# Start of Entries shown
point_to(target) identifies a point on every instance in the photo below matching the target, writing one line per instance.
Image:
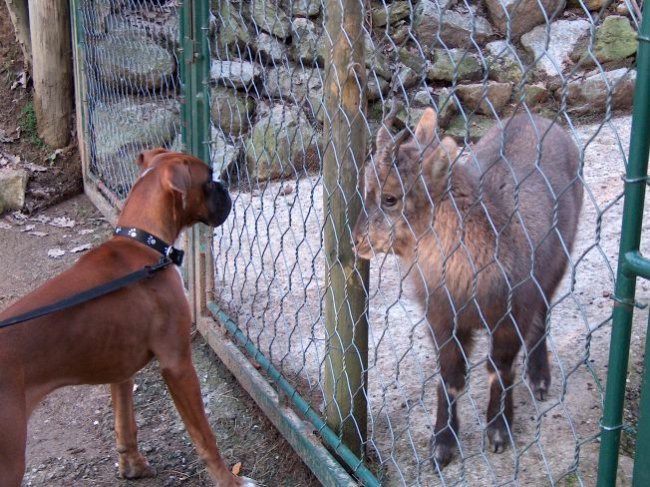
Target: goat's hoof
(246, 482)
(442, 452)
(540, 388)
(135, 466)
(498, 438)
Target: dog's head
(190, 181)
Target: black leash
(170, 256)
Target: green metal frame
(195, 113)
(631, 264)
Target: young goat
(486, 242)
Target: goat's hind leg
(537, 367)
(452, 353)
(505, 346)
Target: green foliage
(28, 125)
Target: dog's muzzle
(218, 202)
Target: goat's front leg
(453, 350)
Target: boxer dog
(109, 339)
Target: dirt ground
(71, 440)
(54, 173)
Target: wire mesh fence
(130, 67)
(476, 64)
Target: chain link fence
(476, 64)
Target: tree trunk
(52, 69)
(20, 20)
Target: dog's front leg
(183, 385)
(133, 464)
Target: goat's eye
(388, 200)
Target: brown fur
(486, 243)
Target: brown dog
(109, 339)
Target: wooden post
(20, 19)
(346, 276)
(52, 69)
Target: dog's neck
(155, 213)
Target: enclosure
(284, 99)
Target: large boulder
(450, 64)
(293, 85)
(122, 130)
(231, 111)
(132, 61)
(280, 144)
(224, 152)
(302, 8)
(594, 93)
(433, 23)
(615, 41)
(233, 33)
(13, 183)
(392, 13)
(485, 98)
(520, 16)
(469, 129)
(308, 42)
(376, 60)
(551, 48)
(161, 25)
(271, 18)
(270, 49)
(504, 62)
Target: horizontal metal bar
(297, 432)
(637, 265)
(330, 437)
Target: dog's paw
(135, 466)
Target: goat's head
(403, 181)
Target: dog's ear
(145, 158)
(176, 178)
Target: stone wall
(268, 61)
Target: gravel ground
(270, 275)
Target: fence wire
(475, 64)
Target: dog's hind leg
(133, 464)
(13, 429)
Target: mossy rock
(231, 111)
(133, 62)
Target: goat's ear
(426, 129)
(384, 138)
(145, 158)
(436, 165)
(176, 178)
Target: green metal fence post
(195, 128)
(346, 277)
(625, 282)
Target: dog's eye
(388, 200)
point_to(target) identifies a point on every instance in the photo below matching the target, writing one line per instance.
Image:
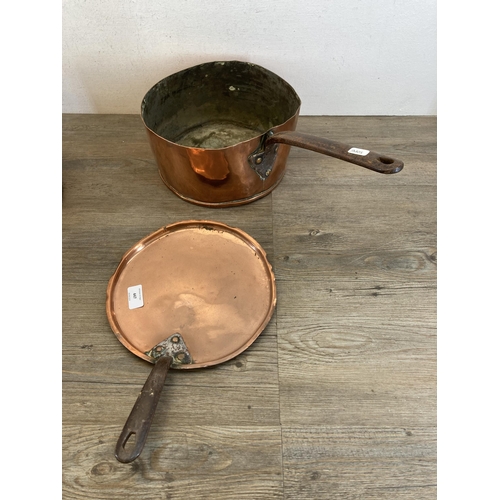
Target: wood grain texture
(359, 462)
(335, 399)
(178, 462)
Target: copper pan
(190, 295)
(221, 133)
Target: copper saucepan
(190, 295)
(221, 133)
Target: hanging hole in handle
(386, 160)
(129, 442)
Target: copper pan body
(221, 133)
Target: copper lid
(206, 281)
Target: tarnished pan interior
(208, 282)
(218, 105)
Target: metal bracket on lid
(175, 347)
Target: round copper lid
(203, 280)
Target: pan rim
(252, 139)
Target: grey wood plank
(359, 462)
(195, 462)
(347, 365)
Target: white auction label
(135, 298)
(358, 151)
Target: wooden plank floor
(336, 399)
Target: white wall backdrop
(343, 57)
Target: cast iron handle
(262, 159)
(141, 416)
(371, 160)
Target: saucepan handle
(262, 159)
(141, 416)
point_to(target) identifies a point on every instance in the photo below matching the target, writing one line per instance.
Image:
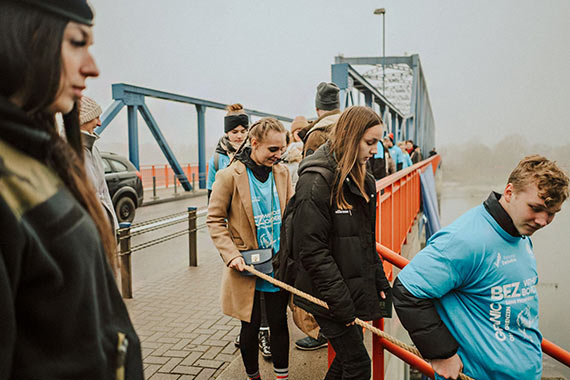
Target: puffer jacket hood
(321, 157)
(336, 247)
(225, 146)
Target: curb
(172, 198)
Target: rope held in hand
(357, 321)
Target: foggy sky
(493, 68)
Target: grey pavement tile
(191, 358)
(160, 360)
(211, 353)
(150, 370)
(169, 366)
(207, 373)
(209, 363)
(164, 376)
(187, 370)
(177, 353)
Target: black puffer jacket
(336, 248)
(61, 314)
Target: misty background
(496, 70)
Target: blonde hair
(551, 181)
(260, 128)
(235, 109)
(348, 132)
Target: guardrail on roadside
(128, 231)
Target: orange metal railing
(164, 175)
(398, 205)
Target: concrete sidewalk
(176, 312)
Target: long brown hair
(30, 57)
(348, 132)
(259, 131)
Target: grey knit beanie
(74, 10)
(327, 96)
(88, 110)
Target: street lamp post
(382, 11)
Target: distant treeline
(491, 162)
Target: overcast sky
(492, 67)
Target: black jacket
(336, 248)
(61, 314)
(420, 317)
(377, 166)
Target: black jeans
(351, 361)
(276, 309)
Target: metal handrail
(548, 347)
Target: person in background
(395, 153)
(409, 146)
(89, 112)
(294, 153)
(236, 123)
(469, 298)
(379, 164)
(247, 202)
(61, 314)
(407, 160)
(327, 105)
(416, 155)
(334, 230)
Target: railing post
(377, 352)
(192, 238)
(175, 185)
(154, 183)
(125, 259)
(166, 175)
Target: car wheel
(125, 209)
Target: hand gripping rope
(359, 322)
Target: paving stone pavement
(177, 316)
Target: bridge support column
(133, 135)
(201, 111)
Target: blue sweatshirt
(223, 161)
(267, 218)
(483, 281)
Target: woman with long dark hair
(247, 202)
(334, 239)
(61, 315)
(236, 123)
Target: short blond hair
(551, 181)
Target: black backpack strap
(216, 160)
(326, 173)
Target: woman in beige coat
(247, 201)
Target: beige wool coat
(232, 229)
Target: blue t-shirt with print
(223, 161)
(397, 154)
(265, 216)
(483, 282)
(407, 160)
(380, 148)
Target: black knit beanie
(73, 10)
(327, 98)
(232, 121)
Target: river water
(552, 251)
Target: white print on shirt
(505, 260)
(525, 319)
(515, 292)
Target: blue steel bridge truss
(415, 123)
(133, 97)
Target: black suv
(125, 185)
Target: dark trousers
(276, 309)
(351, 361)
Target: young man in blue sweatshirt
(469, 299)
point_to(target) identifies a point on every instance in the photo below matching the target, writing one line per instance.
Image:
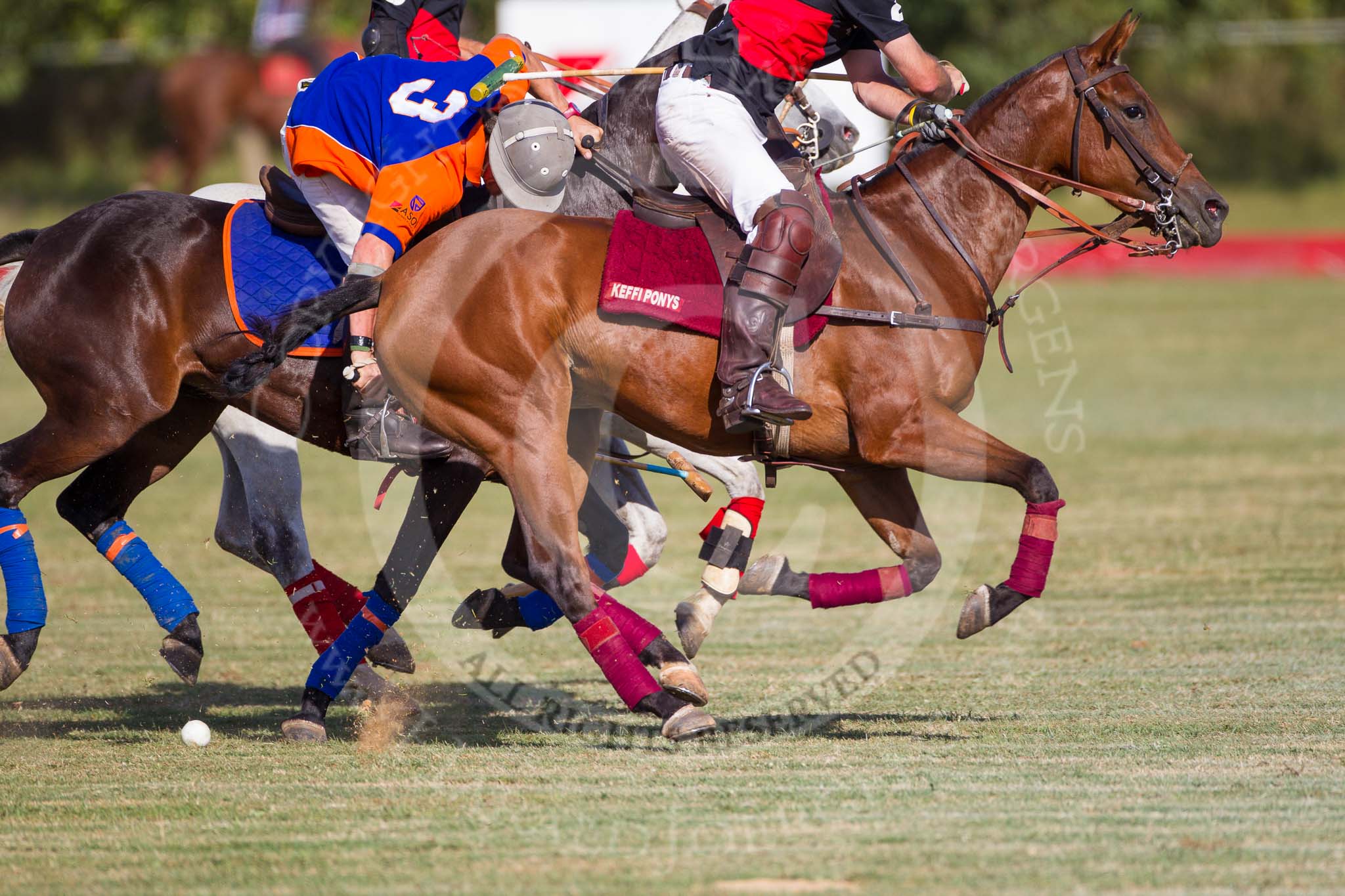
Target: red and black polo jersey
(763, 47)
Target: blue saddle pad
(268, 272)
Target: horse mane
(989, 97)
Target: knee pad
(772, 263)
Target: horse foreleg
(443, 492)
(499, 610)
(942, 444)
(889, 504)
(261, 521)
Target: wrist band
(363, 269)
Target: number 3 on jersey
(426, 109)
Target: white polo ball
(195, 734)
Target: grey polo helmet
(531, 152)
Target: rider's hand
(959, 81)
(368, 377)
(930, 117)
(584, 128)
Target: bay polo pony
(490, 332)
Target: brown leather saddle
(286, 206)
(674, 211)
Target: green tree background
(1256, 112)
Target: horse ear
(1106, 50)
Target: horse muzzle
(1201, 215)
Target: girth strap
(900, 320)
(951, 237)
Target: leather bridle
(1151, 171)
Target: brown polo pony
(495, 340)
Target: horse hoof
(975, 613)
(391, 653)
(303, 730)
(762, 575)
(684, 681)
(688, 723)
(470, 612)
(182, 649)
(692, 629)
(15, 652)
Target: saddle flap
(286, 206)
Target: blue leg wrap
(539, 610)
(27, 602)
(127, 551)
(338, 662)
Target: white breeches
(713, 146)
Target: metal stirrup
(749, 409)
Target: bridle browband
(1151, 171)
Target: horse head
# End of Entries shown
_Task details:_
Extract all the data above exactly, excluding every picture.

_Solution below:_
point_to(target) identifies a point on every instance in the photo below matching the target, writing one line per instance.
Image:
Target: goat's hoof
(246, 482)
(442, 452)
(540, 388)
(135, 466)
(498, 438)
Target: dog's head
(190, 181)
Target: black leash
(170, 256)
Target: green metal frame
(195, 113)
(631, 264)
Target: young goat
(486, 242)
Target: goat's hind leg
(537, 367)
(452, 353)
(505, 346)
Target: green foliage
(28, 125)
Target: dog's muzzle
(218, 202)
Target: goat's front leg
(453, 350)
Target: boxer dog
(109, 339)
Target: dirt ground
(71, 440)
(54, 173)
Target: wire mesh fence
(130, 67)
(476, 64)
Target: chain link fence
(476, 64)
Target: tree trunk
(52, 69)
(20, 20)
Target: dog's front leg
(183, 385)
(133, 464)
Target: goat's eye
(388, 200)
Target: brown fur
(486, 243)
Target: brown dog
(109, 339)
Target: wooden post
(20, 19)
(346, 276)
(52, 69)
Target: dog's neck
(155, 213)
Target: enclosure
(284, 99)
Target: large boulder
(450, 64)
(293, 85)
(122, 130)
(231, 111)
(132, 61)
(280, 144)
(224, 152)
(302, 8)
(594, 93)
(433, 23)
(615, 41)
(233, 33)
(13, 183)
(392, 13)
(485, 98)
(520, 16)
(469, 129)
(308, 42)
(376, 60)
(551, 48)
(161, 25)
(271, 18)
(270, 49)
(504, 62)
Target: horizontal metal bar
(297, 432)
(637, 265)
(330, 437)
Target: dog's paw
(135, 466)
Target: goat's head
(403, 181)
Target: dog's ear
(145, 158)
(176, 178)
Target: stone wall
(268, 61)
Target: gravel ground
(270, 275)
Target: fence wire
(475, 64)
Target: dog's hind leg
(133, 464)
(13, 429)
Target: mossy rock
(231, 111)
(133, 62)
Target: goat's ear
(426, 129)
(384, 138)
(145, 158)
(436, 165)
(176, 178)
Target: green metal fence post
(195, 128)
(346, 277)
(625, 282)
Target: dog's eye
(388, 200)
point_to(target) identifies a point on every instance in the photo below matching the target, writing one line per instance.
Image:
Target: wood grain texture
(359, 462)
(335, 399)
(178, 462)
Target: copper pan
(190, 295)
(221, 133)
Target: copper saucepan
(190, 295)
(221, 133)
Target: hanging hole in handle
(386, 160)
(129, 442)
Target: copper pan body
(221, 133)
Target: copper lid
(206, 281)
Target: tarnished pan interior
(208, 282)
(218, 105)
Target: metal bracket on lid
(175, 347)
Target: round copper lid
(203, 280)
Target: pan rim
(252, 139)
Target: grey wood plank
(359, 462)
(195, 462)
(347, 365)
Target: white auction label
(135, 298)
(358, 151)
Target: wooden plank floor
(336, 399)
Target: white wall backdrop
(343, 57)
Target: cast iron handle
(262, 159)
(141, 416)
(371, 160)
Target: saucepan handle
(262, 159)
(141, 416)
point_to(target) identifies a point on every instance in the photo below matching the target, writing one line per instance.
Image:
Target: puffer jacket hood
(321, 157)
(336, 247)
(225, 146)
Target: curb
(172, 198)
Target: rope held in hand
(357, 321)
Target: foggy sky
(493, 68)
Target: grey pavement tile
(191, 358)
(160, 360)
(211, 353)
(150, 370)
(169, 366)
(207, 373)
(209, 363)
(164, 376)
(187, 370)
(177, 353)
Target: black puffer jacket
(336, 248)
(61, 314)
Target: misty background
(496, 70)
Target: blonde hair
(551, 181)
(260, 128)
(235, 109)
(348, 132)
Target: guardrail on roadside
(128, 231)
Target: orange metal railing
(164, 175)
(398, 205)
Target: concrete sidewalk
(176, 312)
Target: long brown hair
(30, 57)
(348, 132)
(259, 131)
Target: grey knit beanie
(74, 10)
(327, 96)
(88, 110)
Target: street lamp post
(382, 11)
Target: distant treeline
(491, 162)
Target: overcast sky
(492, 67)
Target: black jacket
(336, 248)
(61, 314)
(420, 317)
(377, 166)
Target: black jeans
(351, 361)
(276, 309)
Target: metal handrail
(548, 347)
Target: person in background
(395, 153)
(409, 146)
(89, 112)
(294, 153)
(236, 123)
(469, 298)
(379, 164)
(247, 202)
(61, 314)
(407, 160)
(327, 105)
(416, 155)
(334, 230)
Target: railing post
(377, 352)
(192, 238)
(175, 185)
(154, 183)
(125, 259)
(166, 175)
Target: car wheel
(125, 209)
Target: hand gripping rope
(359, 322)
Target: paving stone pavement
(177, 316)
Target: bridge support column
(133, 135)
(201, 111)
Target: blue sweatshirt
(223, 161)
(267, 218)
(483, 281)
Target: woman with long dark hair
(247, 202)
(334, 239)
(61, 315)
(236, 123)
Target: short blond hair
(551, 181)
Target: black backpack strap
(216, 160)
(326, 173)
Target: woman in beige coat
(247, 201)
Target: beige wool coat
(232, 229)
Target: blue t-shirt with print
(223, 161)
(397, 154)
(265, 216)
(483, 282)
(407, 160)
(380, 148)
Target: black knit beanie
(73, 10)
(327, 98)
(232, 121)
Target: river water
(552, 251)
Target: white print on shirt
(505, 260)
(525, 319)
(515, 292)
Target: blue steel bridge truss
(415, 123)
(133, 97)
Target: black suv
(125, 185)
Target: dark trousers
(276, 309)
(351, 361)
Target: young man in blue sweatshirt
(469, 299)
point_to(target) identifies a point on every instance in the photo below matching the target, writing one line per instance.
Image:
Target: red and black polo jersey
(763, 47)
Target: blue saddle pad
(268, 272)
Target: horse mane
(989, 97)
Target: knee pad
(772, 263)
Target: horse foreleg
(443, 492)
(499, 610)
(942, 444)
(889, 504)
(261, 521)
Target: wrist band
(363, 269)
Target: number 3 on jersey
(426, 109)
Target: white polo ball
(195, 734)
Target: grey polo helmet
(531, 152)
Target: rider's hand
(959, 81)
(368, 377)
(930, 117)
(584, 128)
Target: bay polo pony
(490, 332)
Target: brown leather saddle
(286, 206)
(674, 211)
Target: green tree background
(1256, 112)
Target: horse ear
(1106, 50)
Target: horse muzzle
(1201, 215)
Target: girth strap
(900, 320)
(951, 237)
Target: leather bridle
(1151, 171)
Target: brown polo pony
(495, 340)
Target: horse hoof
(975, 613)
(391, 653)
(303, 730)
(762, 575)
(684, 681)
(688, 723)
(470, 612)
(182, 649)
(692, 629)
(15, 652)
Target: saddle flap
(286, 206)
Target: blue leg wrap
(539, 610)
(27, 602)
(127, 551)
(338, 662)
Target: white breeches
(713, 146)
Target: metal stirrup
(749, 409)
Target: bridle browband
(1151, 171)
Target: horse head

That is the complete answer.